> _Written instruction_:
Copy out every one of the rows below word for word, omitting the pictures.

Entries from a collection:
=======

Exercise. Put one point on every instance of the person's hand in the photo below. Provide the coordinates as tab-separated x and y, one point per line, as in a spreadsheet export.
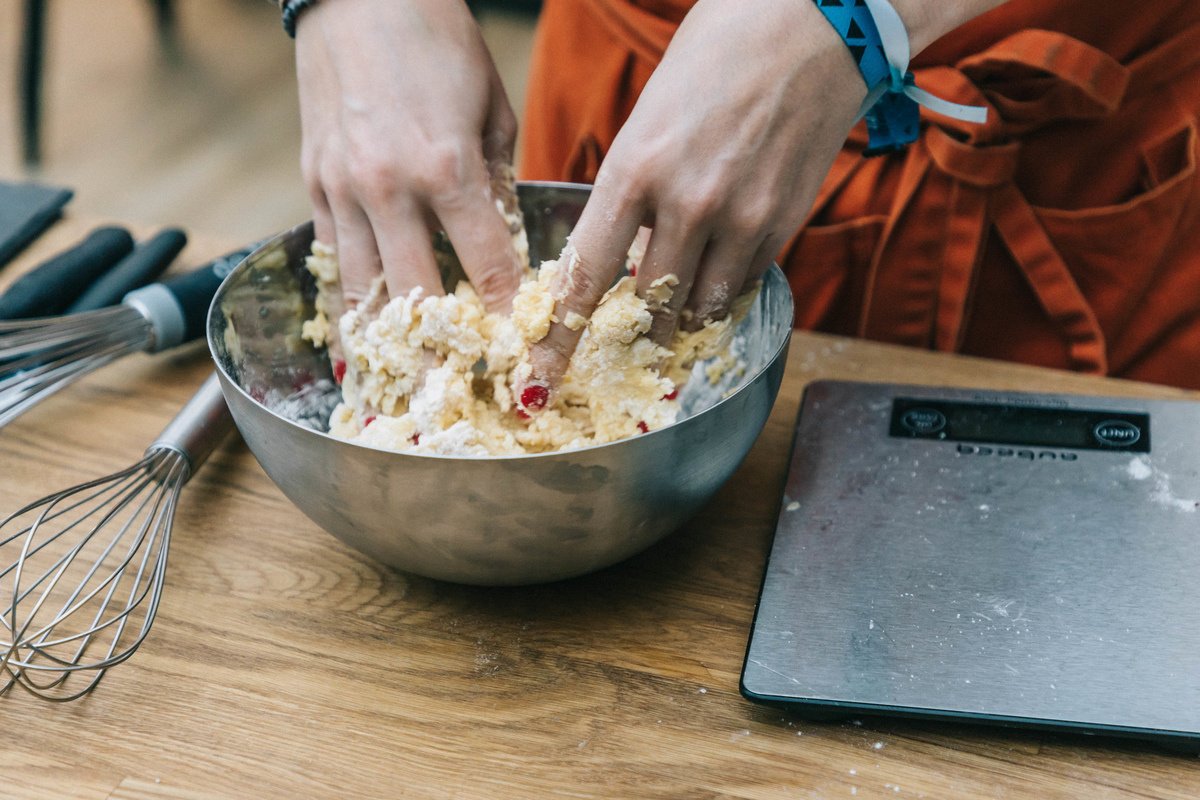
723	157
405	121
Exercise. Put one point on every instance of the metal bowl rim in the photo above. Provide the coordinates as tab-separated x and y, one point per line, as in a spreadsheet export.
283	235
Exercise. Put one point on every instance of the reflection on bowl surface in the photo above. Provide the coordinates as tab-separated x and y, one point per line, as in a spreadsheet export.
483	521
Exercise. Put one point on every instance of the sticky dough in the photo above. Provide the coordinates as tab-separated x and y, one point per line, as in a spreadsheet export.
437	374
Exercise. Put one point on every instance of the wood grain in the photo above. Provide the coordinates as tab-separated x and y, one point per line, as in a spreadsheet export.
286	666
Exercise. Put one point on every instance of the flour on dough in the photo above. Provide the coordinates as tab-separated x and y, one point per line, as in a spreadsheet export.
437	374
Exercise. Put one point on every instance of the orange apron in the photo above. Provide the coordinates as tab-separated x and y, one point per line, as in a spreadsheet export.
1065	232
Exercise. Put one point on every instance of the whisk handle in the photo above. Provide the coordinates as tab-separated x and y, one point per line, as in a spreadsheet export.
178	307
148	260
199	427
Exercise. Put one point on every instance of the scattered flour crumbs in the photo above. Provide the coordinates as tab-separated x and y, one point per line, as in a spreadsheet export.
437	374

=======

> _Final answer_:
Exercise. Put one point on every instance of the person's hand in the photo below. Provide the coordinates as tab-separated x and y, one point per line, as in a spreadsheet export.
723	157
405	121
Exercise. Put one point on every instance of the metal bowl rim in the photo above. Provide the coordinates as tab-separated x and y, one point per line, as in a spreadsheet export.
283	235
Exercise. Put one point on every instance of the reflection on bowl surface in the photo above. Provide the coordinates as tab-separated x and y, one point per line, as in a spreadsheet export.
483	521
Exercise. Put one point on every instance of the sticky dough in the photo above. Provide the coordinates as tab-separated x and y, one point per line, as in a spreadsheet export.
437	374
Exercise. Put one point on every instance of the wood grain in the photo above. Provide the coordinates as tab-separated x and y, one point per line, as in a spreadsheet export.
286	666
Exercise. Put one point on every instance of the flour on dough in the photo above. Provide the coordinates as tab-separated x and y, one point per line, as in a spreadsheet export.
437	374
Exercise. Put one point on every instance of the orange apron in the photo above. Provide the coordinates as tab-separated x and y, one point per line, as in a spreadsheet export.
1065	232
Exercise. Put one point on every instance of the whisk handle in the photo above. Provide the coordinates as tab-separated x and y, one point per line, as in a spreadsheet export.
178	307
148	260
199	427
Exercise. Put one point on every instance of the scattered flour crumbs in the photo above. Provide the coordinates as tab-separated x and y, one point per line, as in a spreadsheet export.
437	374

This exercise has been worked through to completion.